Re: TRAP: failed Assert("outerPlan != NULL") in postgres_fdw.c - Mailing list pgsql-bugs

From Masahiko Sawada
Subject Re: TRAP: failed Assert("outerPlan != NULL") in postgres_fdw.c
Date
Msg-id CAD21AoDv6ffWfVTBQgHGNR1rhywpKH246hJWiJvwBtPsGfxmJQ@mail.gmail.com
Whole thread Raw
In response to TRAP: failed Assert("outerPlan != NULL") in postgres_fdw.c  (Masahiko Sawada <sawada.mshk@gmail.com>)
List pgsql-bugs
On Fri, Aug 22, 2025 at 3:59 AM Etsuro Fujita <etsuro.fujita@gmail.com> wrote:
>
> On Wed, Aug 6, 2025 at 8:30 PM Etsuro Fujita <etsuro.fujita@gmail.com> wrote:
> > On Wed, Aug 6, 2025 at 3:01 AM Masahiko Sawada <sawada.mshk@gmail.com> wrote:
> > > The attached patch includes the draft fix and regression tests (using
> > > injection points).
> > >
> > > I don't have enough experience with the planner and FDW code area to
> > > evaluate whether the patch fixes the issue in the right approach.
> > > Feedback is very welcome. I've confirmed this assertion could happen
> > > with the same scenario on all supported branches.

### Provided information
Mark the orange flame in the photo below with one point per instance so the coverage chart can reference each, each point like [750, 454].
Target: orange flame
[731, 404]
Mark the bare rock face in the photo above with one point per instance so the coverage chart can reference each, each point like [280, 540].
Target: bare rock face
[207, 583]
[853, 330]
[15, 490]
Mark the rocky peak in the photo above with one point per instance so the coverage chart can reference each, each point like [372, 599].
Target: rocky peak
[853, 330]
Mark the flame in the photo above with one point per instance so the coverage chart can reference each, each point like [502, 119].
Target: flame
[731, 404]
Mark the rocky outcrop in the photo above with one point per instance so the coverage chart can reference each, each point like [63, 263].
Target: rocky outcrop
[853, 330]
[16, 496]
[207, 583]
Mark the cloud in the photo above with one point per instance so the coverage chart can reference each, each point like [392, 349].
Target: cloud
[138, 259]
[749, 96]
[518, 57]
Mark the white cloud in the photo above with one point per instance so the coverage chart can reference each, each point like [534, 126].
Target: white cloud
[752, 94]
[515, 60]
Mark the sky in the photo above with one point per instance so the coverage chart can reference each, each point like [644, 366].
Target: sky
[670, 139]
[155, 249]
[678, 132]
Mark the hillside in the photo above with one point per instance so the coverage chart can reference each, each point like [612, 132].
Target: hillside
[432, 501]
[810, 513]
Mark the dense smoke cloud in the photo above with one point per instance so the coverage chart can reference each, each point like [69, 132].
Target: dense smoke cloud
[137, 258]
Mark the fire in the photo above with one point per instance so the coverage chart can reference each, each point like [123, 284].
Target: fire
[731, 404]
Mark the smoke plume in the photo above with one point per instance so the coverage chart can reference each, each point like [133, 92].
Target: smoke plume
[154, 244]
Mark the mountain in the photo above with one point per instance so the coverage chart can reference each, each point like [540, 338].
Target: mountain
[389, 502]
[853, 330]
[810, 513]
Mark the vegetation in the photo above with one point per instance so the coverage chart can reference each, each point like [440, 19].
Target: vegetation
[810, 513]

### Exercise objective
Transcribe the mailing list message from the words "From Masahiko Sawada" through the words "postgres_fdw.c  (Masahiko Sawada <sawada.mshk@gmail.com>)".

### Output for this task
From Masahiko Sawada
Subject Re: TRAP: failed Assert("outerPlan != NULL") in postgres_fdw.c
Date
Msg-id CAD21AoDv6ffWfVTBQgHGNR1rhywpKH246hJWiJvwBtPsGfxmJQ@mail.gmail.com
Whole thread Raw
In response to TRAP: failed Assert("outerPlan != NULL") in postgres_fdw.c  (Masahiko Sawada <sawada.mshk@gmail.com>)